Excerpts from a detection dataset

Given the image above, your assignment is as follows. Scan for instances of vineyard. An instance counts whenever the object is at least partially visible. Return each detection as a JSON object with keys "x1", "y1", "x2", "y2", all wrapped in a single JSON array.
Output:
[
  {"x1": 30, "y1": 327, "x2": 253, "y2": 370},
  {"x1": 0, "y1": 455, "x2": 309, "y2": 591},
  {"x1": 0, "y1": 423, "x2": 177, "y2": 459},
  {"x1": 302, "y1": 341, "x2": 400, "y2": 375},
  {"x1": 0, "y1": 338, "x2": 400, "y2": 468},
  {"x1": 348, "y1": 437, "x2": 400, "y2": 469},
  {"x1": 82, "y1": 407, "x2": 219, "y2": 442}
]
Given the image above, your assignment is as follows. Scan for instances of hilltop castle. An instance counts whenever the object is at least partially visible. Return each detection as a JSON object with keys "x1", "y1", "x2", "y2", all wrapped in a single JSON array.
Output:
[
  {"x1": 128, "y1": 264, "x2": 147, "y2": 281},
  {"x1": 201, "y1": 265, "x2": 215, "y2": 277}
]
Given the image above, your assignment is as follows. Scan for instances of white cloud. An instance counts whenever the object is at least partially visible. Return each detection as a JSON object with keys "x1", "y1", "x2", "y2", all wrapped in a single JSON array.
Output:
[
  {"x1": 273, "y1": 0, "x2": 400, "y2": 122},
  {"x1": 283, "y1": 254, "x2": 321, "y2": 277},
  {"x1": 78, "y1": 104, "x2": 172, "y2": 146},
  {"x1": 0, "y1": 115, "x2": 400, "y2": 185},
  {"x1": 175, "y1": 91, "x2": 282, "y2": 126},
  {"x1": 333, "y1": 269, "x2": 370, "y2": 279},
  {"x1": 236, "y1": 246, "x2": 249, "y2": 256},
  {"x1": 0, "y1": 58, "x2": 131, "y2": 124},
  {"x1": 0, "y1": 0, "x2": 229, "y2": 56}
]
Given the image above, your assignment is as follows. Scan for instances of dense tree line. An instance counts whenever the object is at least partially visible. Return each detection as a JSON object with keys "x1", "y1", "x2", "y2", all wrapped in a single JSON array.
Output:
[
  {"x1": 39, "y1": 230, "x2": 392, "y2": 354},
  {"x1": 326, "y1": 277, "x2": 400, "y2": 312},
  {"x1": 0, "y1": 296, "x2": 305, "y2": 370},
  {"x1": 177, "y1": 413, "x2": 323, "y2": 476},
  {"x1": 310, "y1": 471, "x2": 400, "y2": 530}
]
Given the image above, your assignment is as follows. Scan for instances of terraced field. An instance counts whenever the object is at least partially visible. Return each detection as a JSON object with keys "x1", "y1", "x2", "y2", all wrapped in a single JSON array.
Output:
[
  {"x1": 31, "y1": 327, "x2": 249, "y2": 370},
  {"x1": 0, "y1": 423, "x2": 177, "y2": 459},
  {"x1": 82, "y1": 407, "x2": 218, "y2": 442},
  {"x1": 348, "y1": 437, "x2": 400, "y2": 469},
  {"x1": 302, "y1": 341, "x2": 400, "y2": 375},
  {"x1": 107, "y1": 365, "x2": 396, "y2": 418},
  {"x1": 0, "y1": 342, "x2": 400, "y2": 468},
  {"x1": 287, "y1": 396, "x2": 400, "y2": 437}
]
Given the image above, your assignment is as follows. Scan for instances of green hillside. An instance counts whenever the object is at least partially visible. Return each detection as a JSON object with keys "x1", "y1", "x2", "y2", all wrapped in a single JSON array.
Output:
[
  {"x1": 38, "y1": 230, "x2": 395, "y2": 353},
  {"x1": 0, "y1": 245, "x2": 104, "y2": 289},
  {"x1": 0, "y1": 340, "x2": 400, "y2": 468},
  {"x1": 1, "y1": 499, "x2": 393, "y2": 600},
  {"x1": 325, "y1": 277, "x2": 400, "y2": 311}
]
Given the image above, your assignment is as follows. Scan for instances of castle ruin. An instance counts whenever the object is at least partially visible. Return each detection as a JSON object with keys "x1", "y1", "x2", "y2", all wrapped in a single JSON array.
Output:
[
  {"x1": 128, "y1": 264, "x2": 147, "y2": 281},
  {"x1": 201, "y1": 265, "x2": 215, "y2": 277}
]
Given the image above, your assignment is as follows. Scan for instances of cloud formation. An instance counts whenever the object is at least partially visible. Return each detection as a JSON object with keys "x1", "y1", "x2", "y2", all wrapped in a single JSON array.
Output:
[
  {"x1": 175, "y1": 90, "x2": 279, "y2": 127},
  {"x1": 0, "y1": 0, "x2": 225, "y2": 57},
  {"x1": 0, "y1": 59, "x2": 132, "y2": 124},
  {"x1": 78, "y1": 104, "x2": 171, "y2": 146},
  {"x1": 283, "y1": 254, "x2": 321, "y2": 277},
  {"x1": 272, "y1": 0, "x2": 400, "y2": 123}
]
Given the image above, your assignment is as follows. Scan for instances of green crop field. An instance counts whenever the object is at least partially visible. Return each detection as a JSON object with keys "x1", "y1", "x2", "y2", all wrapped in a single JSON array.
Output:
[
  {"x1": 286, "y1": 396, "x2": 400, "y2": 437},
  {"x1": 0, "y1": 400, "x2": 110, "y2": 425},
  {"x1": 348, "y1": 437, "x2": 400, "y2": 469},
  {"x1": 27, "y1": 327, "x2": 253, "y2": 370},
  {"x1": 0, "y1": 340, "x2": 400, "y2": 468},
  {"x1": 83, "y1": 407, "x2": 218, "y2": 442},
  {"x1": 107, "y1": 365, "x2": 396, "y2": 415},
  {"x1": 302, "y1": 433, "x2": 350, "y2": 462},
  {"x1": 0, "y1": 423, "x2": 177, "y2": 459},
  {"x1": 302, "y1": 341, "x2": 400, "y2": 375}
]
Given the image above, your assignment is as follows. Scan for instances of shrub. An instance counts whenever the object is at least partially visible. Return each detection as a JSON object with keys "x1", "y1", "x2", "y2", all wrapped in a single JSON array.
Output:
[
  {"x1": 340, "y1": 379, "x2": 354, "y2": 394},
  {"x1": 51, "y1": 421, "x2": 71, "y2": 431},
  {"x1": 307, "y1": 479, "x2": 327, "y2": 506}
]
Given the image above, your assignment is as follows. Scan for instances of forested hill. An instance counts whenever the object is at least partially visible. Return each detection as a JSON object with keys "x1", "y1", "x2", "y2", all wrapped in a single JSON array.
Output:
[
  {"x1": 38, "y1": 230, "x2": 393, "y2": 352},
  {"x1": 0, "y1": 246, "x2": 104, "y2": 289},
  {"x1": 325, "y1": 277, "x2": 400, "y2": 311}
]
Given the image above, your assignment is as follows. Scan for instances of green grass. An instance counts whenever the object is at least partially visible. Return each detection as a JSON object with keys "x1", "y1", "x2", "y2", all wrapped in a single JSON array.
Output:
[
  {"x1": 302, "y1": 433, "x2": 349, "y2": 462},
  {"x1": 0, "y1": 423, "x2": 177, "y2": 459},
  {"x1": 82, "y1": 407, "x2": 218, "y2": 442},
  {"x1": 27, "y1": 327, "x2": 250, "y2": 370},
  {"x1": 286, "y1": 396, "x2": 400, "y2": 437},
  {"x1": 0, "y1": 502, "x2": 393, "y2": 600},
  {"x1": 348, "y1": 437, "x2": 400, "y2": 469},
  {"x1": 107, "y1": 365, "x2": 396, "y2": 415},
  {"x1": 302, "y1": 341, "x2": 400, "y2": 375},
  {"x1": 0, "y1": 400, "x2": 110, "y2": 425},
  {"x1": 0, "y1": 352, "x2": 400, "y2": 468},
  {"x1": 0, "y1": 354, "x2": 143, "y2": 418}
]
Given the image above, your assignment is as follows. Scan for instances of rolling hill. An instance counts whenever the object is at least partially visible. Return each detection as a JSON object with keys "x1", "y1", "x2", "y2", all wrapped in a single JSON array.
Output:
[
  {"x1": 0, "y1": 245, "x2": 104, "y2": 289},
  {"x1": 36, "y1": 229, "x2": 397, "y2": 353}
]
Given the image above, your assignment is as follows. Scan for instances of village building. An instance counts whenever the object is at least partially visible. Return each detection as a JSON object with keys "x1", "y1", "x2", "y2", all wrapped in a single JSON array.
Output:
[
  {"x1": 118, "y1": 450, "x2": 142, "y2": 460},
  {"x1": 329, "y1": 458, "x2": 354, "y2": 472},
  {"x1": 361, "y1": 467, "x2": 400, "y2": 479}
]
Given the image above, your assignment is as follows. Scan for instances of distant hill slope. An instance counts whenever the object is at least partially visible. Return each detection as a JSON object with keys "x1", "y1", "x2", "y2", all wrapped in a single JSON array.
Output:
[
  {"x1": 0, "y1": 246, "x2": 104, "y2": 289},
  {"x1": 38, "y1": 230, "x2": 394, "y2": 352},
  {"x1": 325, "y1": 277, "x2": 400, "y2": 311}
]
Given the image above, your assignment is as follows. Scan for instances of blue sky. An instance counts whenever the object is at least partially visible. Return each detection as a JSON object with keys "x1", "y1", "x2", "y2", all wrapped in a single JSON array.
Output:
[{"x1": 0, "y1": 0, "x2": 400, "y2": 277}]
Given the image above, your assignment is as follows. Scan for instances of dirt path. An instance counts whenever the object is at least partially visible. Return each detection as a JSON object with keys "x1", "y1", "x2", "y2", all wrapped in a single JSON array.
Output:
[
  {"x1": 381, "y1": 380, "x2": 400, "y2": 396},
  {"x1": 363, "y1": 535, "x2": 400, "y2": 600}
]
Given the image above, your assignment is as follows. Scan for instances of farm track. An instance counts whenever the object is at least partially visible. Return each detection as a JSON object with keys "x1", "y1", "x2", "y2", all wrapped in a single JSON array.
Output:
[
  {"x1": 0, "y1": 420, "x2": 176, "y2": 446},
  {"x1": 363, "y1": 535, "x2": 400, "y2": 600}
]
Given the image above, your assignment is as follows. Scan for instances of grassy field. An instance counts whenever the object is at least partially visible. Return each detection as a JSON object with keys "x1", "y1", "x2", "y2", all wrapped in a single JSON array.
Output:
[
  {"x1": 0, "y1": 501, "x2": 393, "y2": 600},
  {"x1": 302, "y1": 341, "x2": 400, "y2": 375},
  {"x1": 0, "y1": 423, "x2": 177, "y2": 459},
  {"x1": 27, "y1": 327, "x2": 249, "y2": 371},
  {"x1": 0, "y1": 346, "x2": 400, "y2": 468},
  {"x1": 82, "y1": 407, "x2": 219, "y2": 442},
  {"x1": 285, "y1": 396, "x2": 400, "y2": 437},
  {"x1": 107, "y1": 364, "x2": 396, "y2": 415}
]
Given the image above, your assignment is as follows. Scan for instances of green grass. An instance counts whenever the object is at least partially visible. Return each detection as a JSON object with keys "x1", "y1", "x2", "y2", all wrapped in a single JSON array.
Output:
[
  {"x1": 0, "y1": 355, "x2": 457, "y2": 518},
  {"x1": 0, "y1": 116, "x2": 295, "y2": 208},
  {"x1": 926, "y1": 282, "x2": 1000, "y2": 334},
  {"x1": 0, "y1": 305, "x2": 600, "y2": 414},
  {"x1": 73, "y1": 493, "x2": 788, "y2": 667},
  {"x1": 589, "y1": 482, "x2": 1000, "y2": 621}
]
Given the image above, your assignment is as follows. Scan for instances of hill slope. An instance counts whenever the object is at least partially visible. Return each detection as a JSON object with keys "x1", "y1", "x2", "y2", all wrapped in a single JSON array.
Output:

-- Goal of the exercise --
Report, in full, each line of the material that contains the string "field".

-- Expected answer --
Given the image above, your assignment is as follows. Scan for instances of terraced field. An instance counts whenever the object is at least partially visible. Return each detection as a JSON object with keys "x1", "y1", "x2", "y2", all wrapped in a single JSON array.
Given the image above, your assignment is as follows. Scan for instances of green crop field. An instance counts whenever the object is at least partially visible. Return each detection as a JSON object with keys "x1", "y1", "x2", "y2", all wrapped in a single JSON array.
Given the image above, your assignment is as follows. Scan for instances of grassy field. An instance counts whenever the object is at least partially visible. Return each detection as a JSON object with keys "x1", "y1", "x2", "y2", all wrapped in a single JSON array.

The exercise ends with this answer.